### MATERIAL SHOWN
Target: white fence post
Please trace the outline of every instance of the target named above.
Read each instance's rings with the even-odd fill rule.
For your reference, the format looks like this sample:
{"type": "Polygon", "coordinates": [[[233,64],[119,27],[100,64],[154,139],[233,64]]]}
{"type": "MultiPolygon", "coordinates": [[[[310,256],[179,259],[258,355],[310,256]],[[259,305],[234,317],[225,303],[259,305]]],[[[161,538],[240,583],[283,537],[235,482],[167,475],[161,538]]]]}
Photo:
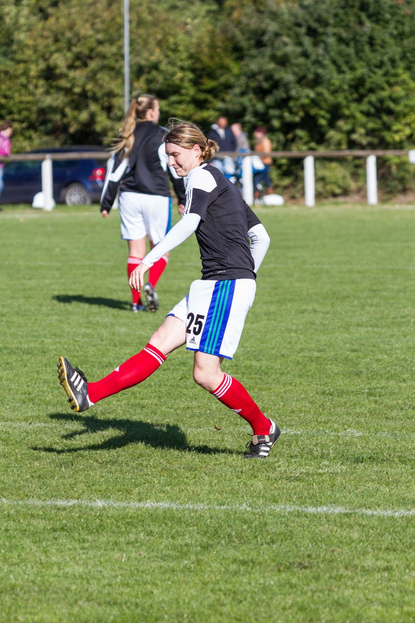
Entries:
{"type": "Polygon", "coordinates": [[[44,209],[53,210],[54,201],[54,176],[52,158],[46,156],[42,163],[42,192],[43,193],[44,209]]]}
{"type": "Polygon", "coordinates": [[[366,183],[367,185],[368,203],[376,206],[378,202],[378,179],[376,167],[376,156],[368,156],[366,159],[366,183]]]}
{"type": "Polygon", "coordinates": [[[254,178],[252,173],[252,158],[242,158],[242,195],[248,206],[254,202],[254,178]]]}
{"type": "Polygon", "coordinates": [[[305,205],[307,207],[314,207],[315,205],[314,156],[306,156],[304,158],[304,192],[305,205]]]}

### PROBLEM
Return all of the rows above verbatim, leaving out the pictures.

### OUTPUT
Target: white fence post
Please trace the outline of every instance of the target named above.
Read each instance's rings with the even-odd fill rule.
For your reference, the format looks like this sample:
{"type": "Polygon", "coordinates": [[[233,64],[119,27],[100,64],[154,139],[233,64]]]}
{"type": "MultiPolygon", "coordinates": [[[[310,256],[179,259],[258,355],[310,256]],[[259,305],[234,317],[225,303],[259,305]]],[[[161,538],[240,583],[283,537],[235,482],[167,475],[161,538]]]]}
Photo:
Entries:
{"type": "Polygon", "coordinates": [[[44,209],[53,210],[54,201],[54,176],[52,158],[46,156],[42,163],[42,192],[43,193],[44,209]]]}
{"type": "Polygon", "coordinates": [[[366,183],[367,185],[368,203],[376,206],[378,202],[378,179],[376,167],[376,156],[368,156],[366,159],[366,183]]]}
{"type": "Polygon", "coordinates": [[[254,178],[252,173],[252,158],[242,158],[242,195],[248,206],[254,202],[254,178]]]}
{"type": "Polygon", "coordinates": [[[305,205],[307,207],[314,207],[315,205],[314,156],[306,156],[304,158],[304,192],[305,205]]]}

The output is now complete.